_Task objective_. Output the data below in full, byte for byte. Nothing may differ.
--- Stored data ---
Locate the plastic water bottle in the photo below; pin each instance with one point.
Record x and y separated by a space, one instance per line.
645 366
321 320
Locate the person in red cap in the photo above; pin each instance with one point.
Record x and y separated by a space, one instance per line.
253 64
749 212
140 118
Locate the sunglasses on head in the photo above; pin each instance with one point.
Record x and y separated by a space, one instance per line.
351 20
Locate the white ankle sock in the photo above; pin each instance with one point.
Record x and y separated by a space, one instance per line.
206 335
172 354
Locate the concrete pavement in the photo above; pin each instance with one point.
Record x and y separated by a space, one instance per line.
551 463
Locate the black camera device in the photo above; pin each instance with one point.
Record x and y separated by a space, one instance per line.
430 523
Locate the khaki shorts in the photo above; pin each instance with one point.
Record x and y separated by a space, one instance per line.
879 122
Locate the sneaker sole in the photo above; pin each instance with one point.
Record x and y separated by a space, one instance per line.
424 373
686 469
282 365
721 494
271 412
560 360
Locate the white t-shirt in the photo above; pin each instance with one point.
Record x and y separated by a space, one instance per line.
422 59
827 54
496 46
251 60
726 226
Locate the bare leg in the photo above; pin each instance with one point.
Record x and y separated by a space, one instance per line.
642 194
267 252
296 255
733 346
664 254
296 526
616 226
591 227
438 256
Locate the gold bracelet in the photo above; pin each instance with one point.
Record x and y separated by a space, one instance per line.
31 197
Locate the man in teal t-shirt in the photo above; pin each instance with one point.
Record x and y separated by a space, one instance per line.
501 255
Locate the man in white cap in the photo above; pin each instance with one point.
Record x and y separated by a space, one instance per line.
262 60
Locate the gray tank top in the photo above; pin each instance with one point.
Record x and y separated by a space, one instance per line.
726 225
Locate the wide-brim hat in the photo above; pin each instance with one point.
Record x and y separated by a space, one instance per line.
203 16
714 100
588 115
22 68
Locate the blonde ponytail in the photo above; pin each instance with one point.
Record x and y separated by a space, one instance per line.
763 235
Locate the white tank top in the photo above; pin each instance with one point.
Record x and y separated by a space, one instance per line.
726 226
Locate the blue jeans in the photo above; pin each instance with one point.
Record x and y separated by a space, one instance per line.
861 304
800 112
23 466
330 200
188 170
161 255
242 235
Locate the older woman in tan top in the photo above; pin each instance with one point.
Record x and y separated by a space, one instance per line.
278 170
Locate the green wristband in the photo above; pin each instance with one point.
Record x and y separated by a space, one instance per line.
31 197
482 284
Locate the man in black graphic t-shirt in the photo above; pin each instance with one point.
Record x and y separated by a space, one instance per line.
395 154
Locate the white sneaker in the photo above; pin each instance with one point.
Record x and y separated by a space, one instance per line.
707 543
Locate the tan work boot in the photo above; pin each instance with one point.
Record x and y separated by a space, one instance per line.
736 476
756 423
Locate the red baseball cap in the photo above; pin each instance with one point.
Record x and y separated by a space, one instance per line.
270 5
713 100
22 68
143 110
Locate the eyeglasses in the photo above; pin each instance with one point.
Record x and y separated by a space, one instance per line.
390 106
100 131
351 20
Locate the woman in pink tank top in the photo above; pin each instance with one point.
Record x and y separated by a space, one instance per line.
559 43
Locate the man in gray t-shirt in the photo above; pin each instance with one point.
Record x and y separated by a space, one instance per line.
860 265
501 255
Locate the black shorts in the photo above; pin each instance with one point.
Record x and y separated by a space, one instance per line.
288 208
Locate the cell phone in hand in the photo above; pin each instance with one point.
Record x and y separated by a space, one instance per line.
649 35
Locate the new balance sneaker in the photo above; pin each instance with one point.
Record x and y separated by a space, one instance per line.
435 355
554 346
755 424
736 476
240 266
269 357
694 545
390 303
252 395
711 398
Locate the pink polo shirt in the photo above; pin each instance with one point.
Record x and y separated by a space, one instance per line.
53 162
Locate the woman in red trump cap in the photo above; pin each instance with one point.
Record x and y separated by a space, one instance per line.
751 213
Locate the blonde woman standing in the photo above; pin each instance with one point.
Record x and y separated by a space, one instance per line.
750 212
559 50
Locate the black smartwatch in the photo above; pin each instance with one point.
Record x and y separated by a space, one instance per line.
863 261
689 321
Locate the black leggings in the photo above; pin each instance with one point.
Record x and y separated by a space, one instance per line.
---
_Answer section_.
Locate the plastic water bottle in the photo below; pin each instance with one point.
Record x and y separated by a space, one instance per line.
645 366
321 320
Locate the person in red cap in the photo above; pin each instance with one point.
Record x and y separated by a space, one instance per line.
253 64
749 212
140 118
Locate the sunglasses on head in the photo above; pin each instance with one point.
Record x and y separated by a space, one instance per line.
351 20
Locate the white ankle sock in the photo above; pin each instance with one point.
Record x and y separated by a space, one instance per line.
206 335
172 354
Locate the concrete pavement in the photo above; pin each instance with one point.
Record x and y separated by a space, one instance per line.
551 463
Locate the black camera device in the photo above; pin each instance with one point.
Record x and y separated by a space, one instance per line.
430 523
Locate the khaki shorts in the photo above; pin each instance with one point.
Record x and y separated by a space, one instance per line.
879 122
Locate the sneaker sole in the photo above; pin each instance with one point.
Record x and y separated by a space, one instance per line.
424 373
686 469
282 365
721 494
271 412
560 360
Locate the white t-shirt in the photo above; pin each instance with one point.
Record x and y separated by a space, one instance per line.
422 59
827 54
496 46
251 60
726 226
Locate the bare leg in the photo above; pin each instance with one point.
Record x and y separated by a space, one instance per line.
642 194
267 252
296 255
733 346
664 254
296 526
616 226
591 227
438 256
Locate the gold bracelet in the photo above; pin each instance with one point.
Record x and y separated by a space, one instance per line.
31 197
Locate the man in teal t-shirt in the photo above; pin each instance with one point.
Record x and y separated by a space, one instance per line.
501 255
Locate the man in white cap in the photo above; pin each instance with one point.
Record x and y separated by a space, one instance per line.
262 60
Locate the gray tank top in the photo above; pin each instance with one point.
Record x and y separated by a space, one instance per line.
726 225
Locate the wide-brim hat in the photo above; pin each instance with one point.
Record x and y separated by a space, one instance per line.
203 16
714 100
588 115
22 68
Locate the blonde ponytail in the photo above; pin each instance with one point.
Record x and y separated by a space, one instance per line.
763 235
Locate the white tank top in the photo above; pin each instance with one point.
Record x and y separated by a space, one instance per line.
726 226
Locate the blue jeans in the photo above; pin each instance with one point.
Record x and y separated by a space, one instance per line.
861 304
800 112
23 466
330 200
188 170
161 255
242 235
Locate the older woman in tan top in the photo above; pin each instance with one point.
Record x and y separated by a space, one instance per line.
278 170
Locate the green wristband in the photo above; pin each instance with one point.
Record x and y separated by a space, one instance per line.
31 197
482 284
Locate the man in black graphic t-shirt in the photo above; pin each instance with one point.
Record x and y separated by a space, one instance per line.
395 154
Locate the white sneaker in the photo above; pin each instance with one point.
Record x and y separated by a space, one instance per line.
707 543
Locate the tan work boot in the photo above; pin each instance with one point.
Record x and y separated by a space, one instance per line.
736 476
756 423
Locate the red baseball cap in the photo above; pin each instance with one point.
Record x and y separated by a space, one instance per line.
270 5
713 100
22 68
143 110
Locate the eyeglasses in the photo above; pin each instance with one point.
Record x and y separated by a space, one instance per line.
390 106
100 131
351 20
Locate the woman in pink tank top in the photo above; pin each instance with one point.
Record x and y separated by a space, one instance per line.
559 43
Locate the man in gray t-shirt in the photo above; pin each instance with one point.
Record x and y separated by a space, one instance per line.
860 265
501 255
Locate the black shorts in the photo above; pin each instance with one point.
Record x and y separated by a space, one instance per line.
288 208
Locate the cell phone in hand in the photo above; pin each instance with one point.
Record x and y separated by a space, one instance per line.
649 35
Locate the new balance sneaker in the photo above; pin each instance with one point.
Record x and y separated by a space, one instance per line.
435 355
554 346
755 424
736 476
240 266
269 357
694 545
390 303
252 395
711 398
Locate the pink polo shirt in the photo above; pin each instance with one point.
Record x and y separated by a space, one instance per line.
53 162
Locate the woman in red trump cap in the photo above; pin each instance with one point.
Record x and y separated by a space, one instance per line.
751 213
Locate the blonde woman standing in the photo above; pin each instance with one point.
Record x and y separated by a space, one instance per line.
750 212
559 50
Locate the black smartwatch in the photo above; pin each instance with one point.
Record x and y separated by a space, one instance per line.
863 261
689 321
Locate the black leggings in the photo above; pin each instance with one point.
Record x and y separated by a space, one instance per line.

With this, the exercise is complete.